▶ **STATED GOAL 1**: List every query parameter, with its value, in the ADDREPLICA command shown in the Solr replica thread below.
▶ **STATED GOAL 2**: Carry the Solr replica thread below forward from its last sentence, keeping the same voice.

======== SUPPLIED PASSAGE ========

Re: TLOG replica stucks

Posted by Ere Maijala <er...@helsinki.fi>.
Could it be related to reloading a collection? I need to do some 
testing, but it just occurred to me that reload was done at least once 
during the period the cluster had been up.

Regards,
Ere

Ere Maijala kirjoitti 30.10.2018 klo 12.03:
> Hi,
> 
> We had the same happen with PULL replicas with Solr 7.5. Solr was 
> showing that they all had correct index version, but the changes were 
> not showing. Unfortunately the solr.log size was too small to catch any 
> issues, so I've now increased and waiting for it to happen again.
> 
> Regards,
> Ere
> 
> Vadim Ivanov kirjoitti 25.10.2018 klo 18.42:
>> Thanks Erick for you attention!
>> My comments below, but supposing that the problem resides in zookeeper
>> I'll collect more information  from zk logs and solr logs and be back 
>> soon.
>>
>>> bq. I've noticed that some replicas stop receiving updates from the
>>> leader without any visible signs from the cluster status.
>>>
>>> Hmm, yes, this isn't expected at all. What are you seeing that causes
>>> you to say this? You'd have to be monitoring the log for update
>>> messages to the replicas that aren't leaders or the like.  If anyone is
>>> going to have a prayer of reproducing we'll need more info on exactly
>>> what you're seeing and how you're measuring this.
>>
>> Meanwhile, I have log level WARN... I'l decrease  it to INFO and see. Tnx
>>
>>>
>>> Have you changed any configurations in your replicas at all? We'd need
>>> the exact steps you performed if so.
>> Command to create replicas was like this (implicit sharding and custom 
>> CoreName ) :
>>
>> mysolr07:8983/solr/admin/collections?action=ADDREPLICA
>>     &collection=rpk94
>>     &shard=rpk94_1_0
>>     &property.name=rpk94_1_0_07
>>     &type=tlog
>>     &node=mysolr07:8983_solr
>>
>>>
>>> On a quick test I didn't see this, but if it were that easy to
>>> reproduce I'd expect it to have shown up before.
>>
>> Yesterday I've tried to reproduce...  trying to change leader with 
>> REBALANCELEADERS command.
>> It ended up with no leader at all for the shard  and I could not set 
>> leader at all for a long time.

======== RECORD LIST ========

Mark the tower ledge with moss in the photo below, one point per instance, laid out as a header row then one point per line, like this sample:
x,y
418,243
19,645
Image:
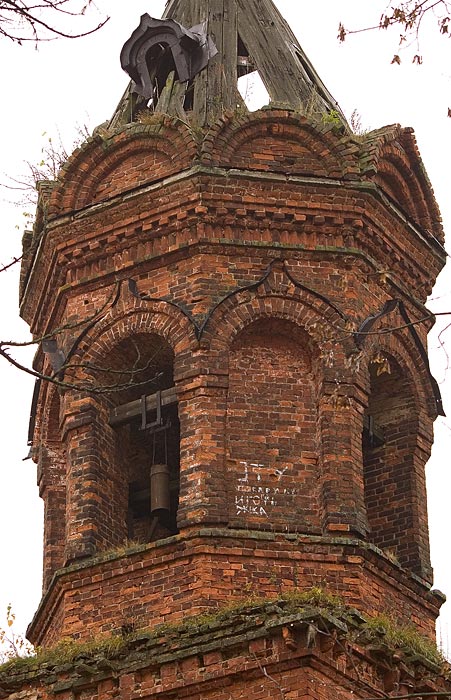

========

▶ **EXERCISE RESPONSE 1**:
action=ADDREPLICA
collection=rpk94
shard=rpk94_1_0
property.name=rpk94_1_0_07
type=tlog
node=mysolr07:8983_solr

▶ **EXERCISE RESPONSE 2**:
>>
>>     There was a problem trying to register as the 
>> leader:org.apache.solr.common.SolrException: Could not register as the 
>> leader because creating the ephemeral registration node in ZooKeeper 
>> failed
>> ...
>>     Deleting duplicate registration: 
>> /collections/rpk94/leader_elect/rpk94_1_117/election/2983181187899523085-core_node73-n_0000000022 
>>
>> ...
>>    Index fetch failed :org.apache.solr.common.SolrException: No 
>> registered leader was found after waiting for 4000ms , collection: 
>> rpk94 slice: rpk94_1_117
>> ...
>>
>> Even to delete all replicas for the shard and recreate Replica to the 
>> same node with the same name did not help - no leader for that shard.
>> I had to delete collection, wait till morning and then it recreated 
>> successfully.
>> Suppose some weird znodes were deleted from  zk by morning.
>>
>>>
>>> NOTE: just looking at the cloud graph and having a node be active is
>>> not _necessarily_ sufficient for the node to be up to date. It
>>> _should_ be sufficient if (and only if) the node was shut down
>>> gracefully, but a "kill -9" or similar doesn't give the replicas on
>>> the node the opportunity to change the state. The "live_nodes" znode
>>> in ZooKeeper must also contain the node the replica resides on.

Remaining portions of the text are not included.